### Supplied text
_ _ _ _

Singapore’s education has been hailed internationally as one of the world’s best education systems, in large part due to its high PISA (Programme for International Student Assessment) scores. Singapore has been successful, especially with Mathematics and Science, although there are other achievements that have been overlooked, such as great work in providing equality of opportunity. However, as with all systems, Singapore still has many challenges such as moving away from intensive testing and working out racial and class issues. In this article, I will investigate these issues and look at what can be learned and how that can be applied to the United States.
I was personally lucky enough see the inner workings of Singapore’s schools by working for 15 months in an all-boys government secondary school (equivalent of grades 7-10). I participated as an International Teaching Associate, an untrained teacher that did not displace any other teachers, but taught and co-taught English, History, Music, and Mathematics.
The Singaporean Ethos – ‘Meritocracy’ and the ‘Equality of Opportunity’
Underpinning much of Singapore’s society is a very strong belief in meritocracy (the idea that people get into position of power on the basis of their ability) and the equality of opportunity (the idea that everyone should get an equal opportunity in life, even if it doesn’t result in the same outcomes). The education system, of course, plays a crucially important role in this. It serves the purpose of giving students an equal opportunity to succeed while also eventually sorting them out on the basis of merit and ability. Singapore achieves these goals somewhat effectively, but not perfectly.
In many senses, Singapore does as good a job as any country providing for an equal early age education. More than 75% of Singaporeans live in public housing that follows strict racial quotas, and, in addition, all Singaporeans are required to attend public schools for primary school, unless they have a certified disability. As a result, there is a general level of mixture with, and equality between, all of the primary schools that promotes Singapore’s ideal of equality of opportunity.
As part of its goal to create a meritocratic society, Singapore follows a very strict system of exams and tracking that starts from an early age. Even by the end of the equivalent of 3rd grade, primary schools start tracking their students internally in order to best teach to their ability. By the end of 6th grade, students take an exam that determines the type and ranking of their secondary school and life trajectory more generally. This determination can still be altered, but only in rare cases. By the end of 10th grade, the students have a another exam (which can differ based on their previous track) which determines whether the students can continue on an academic path.

_ _ _ _

(A block of data)
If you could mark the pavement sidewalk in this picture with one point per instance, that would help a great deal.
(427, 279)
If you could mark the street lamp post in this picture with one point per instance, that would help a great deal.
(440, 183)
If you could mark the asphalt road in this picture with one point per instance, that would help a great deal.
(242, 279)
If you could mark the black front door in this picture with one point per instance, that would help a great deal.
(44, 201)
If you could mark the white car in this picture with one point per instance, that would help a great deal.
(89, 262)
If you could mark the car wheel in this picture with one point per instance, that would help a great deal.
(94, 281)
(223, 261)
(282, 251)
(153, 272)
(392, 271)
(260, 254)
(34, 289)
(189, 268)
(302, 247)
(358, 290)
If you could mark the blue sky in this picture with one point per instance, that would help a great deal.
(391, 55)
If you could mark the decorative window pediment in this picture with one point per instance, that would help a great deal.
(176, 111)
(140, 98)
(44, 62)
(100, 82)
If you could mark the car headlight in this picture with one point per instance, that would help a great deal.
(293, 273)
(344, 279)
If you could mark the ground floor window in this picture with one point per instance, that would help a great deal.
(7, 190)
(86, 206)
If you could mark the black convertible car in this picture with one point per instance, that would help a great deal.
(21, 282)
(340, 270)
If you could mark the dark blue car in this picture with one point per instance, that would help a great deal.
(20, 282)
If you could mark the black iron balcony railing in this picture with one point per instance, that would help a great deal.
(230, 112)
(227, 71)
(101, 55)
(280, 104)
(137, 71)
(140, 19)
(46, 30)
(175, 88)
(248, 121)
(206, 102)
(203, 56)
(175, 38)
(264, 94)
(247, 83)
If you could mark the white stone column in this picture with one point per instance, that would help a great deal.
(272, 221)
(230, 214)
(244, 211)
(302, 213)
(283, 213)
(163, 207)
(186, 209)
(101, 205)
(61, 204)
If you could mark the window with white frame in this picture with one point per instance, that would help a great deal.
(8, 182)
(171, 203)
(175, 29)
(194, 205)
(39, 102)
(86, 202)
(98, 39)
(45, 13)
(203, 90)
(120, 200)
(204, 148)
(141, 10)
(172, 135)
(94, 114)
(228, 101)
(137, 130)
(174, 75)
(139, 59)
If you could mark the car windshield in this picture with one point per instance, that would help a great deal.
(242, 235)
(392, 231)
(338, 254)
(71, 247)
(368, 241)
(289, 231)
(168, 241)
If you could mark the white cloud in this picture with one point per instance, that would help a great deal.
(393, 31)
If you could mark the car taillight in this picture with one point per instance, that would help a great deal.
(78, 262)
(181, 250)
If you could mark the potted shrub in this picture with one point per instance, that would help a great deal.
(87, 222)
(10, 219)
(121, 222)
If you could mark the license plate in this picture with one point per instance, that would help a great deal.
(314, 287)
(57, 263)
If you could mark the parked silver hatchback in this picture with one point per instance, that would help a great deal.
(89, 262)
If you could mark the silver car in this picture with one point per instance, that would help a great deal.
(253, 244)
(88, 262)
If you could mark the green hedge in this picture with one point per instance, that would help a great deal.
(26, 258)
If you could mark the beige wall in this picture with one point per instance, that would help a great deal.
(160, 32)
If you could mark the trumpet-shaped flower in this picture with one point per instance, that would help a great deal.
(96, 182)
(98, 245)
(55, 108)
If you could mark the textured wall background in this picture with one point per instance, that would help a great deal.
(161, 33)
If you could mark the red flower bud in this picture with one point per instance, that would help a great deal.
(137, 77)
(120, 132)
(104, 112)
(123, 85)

_ _ _ _

### Challenges
A - How would you render this sentence from the text on Singapore's education in Spanish: "Singapore has been successful, especially with Mathematics and Science, although there are other achievements that have been overlooked, such as great work in providing equality of opportunity."
B - How many lines of the listing contain the word "blue", with case counting? Reply with the number only.

### Set of answers
A - Singapur ha tenido éxito, especialmente en Matemáticas y Ciencias, aunque hay otros logros que se han pasado por alto, como un gran trabajo en brindar igualdad de oportunidades.

B - 2